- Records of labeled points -
-- START --

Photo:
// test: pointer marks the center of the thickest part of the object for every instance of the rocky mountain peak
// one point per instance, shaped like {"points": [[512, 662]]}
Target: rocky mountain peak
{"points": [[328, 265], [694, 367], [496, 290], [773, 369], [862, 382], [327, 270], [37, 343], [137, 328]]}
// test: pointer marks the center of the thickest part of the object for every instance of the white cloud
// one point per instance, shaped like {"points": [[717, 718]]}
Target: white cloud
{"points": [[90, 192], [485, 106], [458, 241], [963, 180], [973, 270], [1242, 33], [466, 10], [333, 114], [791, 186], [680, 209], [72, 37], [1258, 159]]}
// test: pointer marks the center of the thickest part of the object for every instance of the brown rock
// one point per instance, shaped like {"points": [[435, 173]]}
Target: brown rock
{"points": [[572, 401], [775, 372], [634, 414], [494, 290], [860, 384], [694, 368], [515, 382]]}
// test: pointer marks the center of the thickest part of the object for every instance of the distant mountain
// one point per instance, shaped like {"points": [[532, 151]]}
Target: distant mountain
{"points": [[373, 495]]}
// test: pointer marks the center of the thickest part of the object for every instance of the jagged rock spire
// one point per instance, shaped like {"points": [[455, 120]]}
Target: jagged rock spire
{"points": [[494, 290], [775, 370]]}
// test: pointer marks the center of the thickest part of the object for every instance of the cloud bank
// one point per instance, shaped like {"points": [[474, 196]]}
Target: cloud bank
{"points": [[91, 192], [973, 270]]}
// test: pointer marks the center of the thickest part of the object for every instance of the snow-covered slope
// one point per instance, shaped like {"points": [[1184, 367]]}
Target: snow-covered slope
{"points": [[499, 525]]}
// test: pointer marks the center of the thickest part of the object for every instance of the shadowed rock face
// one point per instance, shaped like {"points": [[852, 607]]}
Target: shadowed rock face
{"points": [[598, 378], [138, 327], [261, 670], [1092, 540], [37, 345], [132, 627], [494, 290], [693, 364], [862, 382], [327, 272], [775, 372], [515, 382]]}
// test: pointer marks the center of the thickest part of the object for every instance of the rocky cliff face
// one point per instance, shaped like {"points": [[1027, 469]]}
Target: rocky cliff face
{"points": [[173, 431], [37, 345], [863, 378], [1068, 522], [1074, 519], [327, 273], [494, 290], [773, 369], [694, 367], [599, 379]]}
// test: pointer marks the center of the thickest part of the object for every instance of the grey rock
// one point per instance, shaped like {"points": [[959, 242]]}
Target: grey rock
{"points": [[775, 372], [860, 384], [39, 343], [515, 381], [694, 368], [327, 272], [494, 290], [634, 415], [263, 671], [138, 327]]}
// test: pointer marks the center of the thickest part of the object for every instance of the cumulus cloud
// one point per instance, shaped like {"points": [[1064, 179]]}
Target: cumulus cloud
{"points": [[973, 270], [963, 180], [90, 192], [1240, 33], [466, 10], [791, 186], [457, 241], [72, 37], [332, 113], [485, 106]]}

-- END --

- BRIEF -
Recast the items above as a two-column CSV with the columns "request" and "answer", one row per item. Put each item's text in "request" and its answer in "answer", each as a single quoted field with line breaks replaced by spaces.

- SOLUTION -
request,answer
"Photo: // test: pointer marks the center of the thickest part of the object for every instance of the rocky mountain peak // one point per instance, shaped like {""points"": [[512, 662]]} Target: rocky mountain peak","{""points"": [[328, 265], [694, 367], [496, 290], [773, 369], [862, 382], [327, 270], [37, 343], [137, 328]]}"
"// test: pointer marks the center of the thickest part of the object for every instance of the white cloud // one point per instance, shaped like {""points"": [[717, 718]]} Target: white cloud","{""points"": [[90, 192], [485, 106], [458, 241], [963, 180], [973, 270], [1242, 33], [466, 10], [333, 114], [791, 186], [680, 209], [72, 37], [1258, 159]]}"
"// test: pointer marks the center of the thickest part of the object for every instance of the brown rock // one point per instance, shaped like {""points"": [[435, 173]]} Target: brown rock","{""points"": [[572, 401], [775, 372], [634, 414], [494, 290], [860, 384], [694, 368], [515, 382]]}"
"// test: pointer marks the center of the thickest part of the object for every instance of the distant mountain // one point per instance, shaped like {""points"": [[532, 151]]} Target: distant mountain","{""points"": [[373, 495]]}"
"// test: pointer marks the center of the thickest part of the object for every instance of the jagged rock spire // one point per instance, shaped like {""points"": [[455, 120]]} Target: jagged rock spire","{""points"": [[494, 290], [775, 370]]}"
"// test: pointer marks the center of the thickest part of the object for every instance of the cloud bank // one point per instance, shaped like {""points"": [[474, 196]]} Target: cloud bank","{""points"": [[91, 192], [973, 270]]}"
"// test: pointer marks the center of the thickest part of the object for every instance of the snow-covered slope // one point per instance, shaped like {""points"": [[1184, 367]]} Target: snow-covered slope","{""points"": [[499, 525]]}"
"// test: pointer marks the center of the thickest part of the object for every instance of the shadowed rock face // one point per instance, shaped like {""points"": [[852, 607]]} Target: shadowed rock face","{""points"": [[598, 378], [138, 327], [261, 670], [1092, 540], [37, 345], [132, 627], [494, 290], [693, 364], [862, 382], [327, 272], [775, 372], [515, 382]]}"
"// test: pointer marks the center of the thickest part of the object for every instance of the rocky cliff face // one point per instance, shaped like {""points"": [[1027, 469]]} Target: rocky cliff face","{""points"": [[173, 431], [37, 345], [863, 378], [1068, 522], [1074, 519], [327, 273], [494, 290], [773, 369], [694, 367], [599, 379]]}"
"// test: pointer marks the center of the thickest part of the object for every instance of the grey rock // one point per instance, shaped like {""points"": [[959, 242]]} Target: grey rock","{""points"": [[775, 372], [860, 384], [39, 343], [515, 381], [694, 368], [327, 272], [494, 290], [634, 415], [263, 671], [138, 327]]}"
"// test: pointer marks the center of the thickest part of the object for every instance of the cumulus cloud // one point per instance, shaped like {""points"": [[1064, 179]]} Target: cumulus cloud","{""points"": [[973, 270], [963, 180], [90, 192], [1240, 33], [466, 10], [791, 186], [457, 241], [72, 37], [332, 113], [485, 106]]}"